Written task
According to the news excerpt on Iraq, why was the number of U.S. troops injured in August so high? Answer in one to three sentences.

Text excerpt

According to an estimate by the Washington Post, about 1,100 U.S. troops have been injured in Iraq in August — the highest number of combat injures in any month since the war began. U.S. military sources were quoted as saying that the high injury toll was mainly because of the recent fighting in Najaf. Besides, fighting in the Shia stronghold of Sadr City on the outskirts of Baghdad and fighting in the Sunni bastions of Fallujah, Ramadi and Samarra also contributed to the growing list of the injured.

Iraqi guerillas blew up a natural gas pipeline in northern Iraq on Monday. The attack on the pipeline, connecting the Janbur oil fields to the Baiji power station to the south, resulted in a fire that was being put out. The Baiji power station can generate up to 400 MW a day, and supplies power to the northern cities of Mosul, Kirkuk and Tikrit. Meanwhile, confusion prevailed over the reported detention of Izzat Ibrahim al-Douri, a close confidant of the former Iraqi President, Saddam Hussein.

Hostages freed

AP, Reuters report:

In another development, Iraqi kidnappers freed three Jordanians and one Sudanese today, a day after they were reported seized, Jordan's Foreign Minister, Marwan Muasher, said.

He told reporters in Amman that the four truck drivers had been released, but gave no details.

The Arabic TV station Al Jazeera said the men had been taken hostage yesterday by a group called the Fallujah Mujahideen, which gave the channel a videotape in which it said the drivers had been transporting supplies to U.S. forces.

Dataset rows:

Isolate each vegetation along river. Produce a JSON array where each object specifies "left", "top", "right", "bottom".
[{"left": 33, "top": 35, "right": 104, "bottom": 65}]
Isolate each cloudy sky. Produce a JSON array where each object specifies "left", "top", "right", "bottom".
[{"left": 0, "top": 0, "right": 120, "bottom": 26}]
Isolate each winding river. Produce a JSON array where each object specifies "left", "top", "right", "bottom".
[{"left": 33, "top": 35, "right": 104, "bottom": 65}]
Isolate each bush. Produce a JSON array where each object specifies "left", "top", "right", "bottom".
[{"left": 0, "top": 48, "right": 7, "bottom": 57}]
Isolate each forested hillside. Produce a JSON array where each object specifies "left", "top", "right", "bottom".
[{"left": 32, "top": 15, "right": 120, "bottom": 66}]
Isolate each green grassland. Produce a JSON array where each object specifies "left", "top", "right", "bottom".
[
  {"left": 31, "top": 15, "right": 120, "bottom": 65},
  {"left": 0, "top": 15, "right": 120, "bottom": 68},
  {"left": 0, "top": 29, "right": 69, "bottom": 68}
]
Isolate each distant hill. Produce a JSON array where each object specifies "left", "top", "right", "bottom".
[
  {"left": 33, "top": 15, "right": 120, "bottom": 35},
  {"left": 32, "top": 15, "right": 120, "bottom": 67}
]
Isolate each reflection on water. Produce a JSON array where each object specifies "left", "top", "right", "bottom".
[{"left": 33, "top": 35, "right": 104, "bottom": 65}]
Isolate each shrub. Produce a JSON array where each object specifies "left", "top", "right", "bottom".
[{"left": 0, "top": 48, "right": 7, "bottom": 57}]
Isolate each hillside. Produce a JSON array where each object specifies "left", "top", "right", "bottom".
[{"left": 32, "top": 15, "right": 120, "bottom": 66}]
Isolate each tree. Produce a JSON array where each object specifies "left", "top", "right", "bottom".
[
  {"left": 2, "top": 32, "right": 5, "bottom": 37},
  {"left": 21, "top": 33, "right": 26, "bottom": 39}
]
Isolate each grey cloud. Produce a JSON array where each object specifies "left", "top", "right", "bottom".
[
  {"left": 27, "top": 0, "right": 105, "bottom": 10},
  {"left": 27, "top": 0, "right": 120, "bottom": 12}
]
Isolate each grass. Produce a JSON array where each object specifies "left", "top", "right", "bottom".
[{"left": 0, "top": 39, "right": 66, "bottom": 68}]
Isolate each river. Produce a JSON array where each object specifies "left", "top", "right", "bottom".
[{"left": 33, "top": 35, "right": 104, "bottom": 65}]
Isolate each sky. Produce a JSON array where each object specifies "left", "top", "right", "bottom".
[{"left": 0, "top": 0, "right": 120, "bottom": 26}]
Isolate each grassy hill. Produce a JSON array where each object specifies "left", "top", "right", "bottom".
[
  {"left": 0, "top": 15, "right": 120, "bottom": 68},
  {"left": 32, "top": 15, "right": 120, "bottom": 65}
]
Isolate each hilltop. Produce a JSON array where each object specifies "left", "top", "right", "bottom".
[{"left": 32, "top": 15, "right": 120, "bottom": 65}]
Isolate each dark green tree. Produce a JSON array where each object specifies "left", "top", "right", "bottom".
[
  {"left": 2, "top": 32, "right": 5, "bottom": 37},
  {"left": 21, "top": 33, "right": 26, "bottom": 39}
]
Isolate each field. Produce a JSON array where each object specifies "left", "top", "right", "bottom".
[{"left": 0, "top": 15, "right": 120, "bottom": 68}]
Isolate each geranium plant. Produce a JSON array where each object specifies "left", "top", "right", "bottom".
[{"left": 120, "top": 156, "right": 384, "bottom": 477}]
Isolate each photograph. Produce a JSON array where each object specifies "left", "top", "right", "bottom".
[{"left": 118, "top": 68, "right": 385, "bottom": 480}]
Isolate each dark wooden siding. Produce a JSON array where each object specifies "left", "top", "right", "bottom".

Correct output
U.S. military sources attributed the high injury toll mainly to the recent fighting in Najaf. Fighting in Sadr City on the outskirts of Baghdad and in Fallujah, Ramadi and Samarra also added to the number of injured.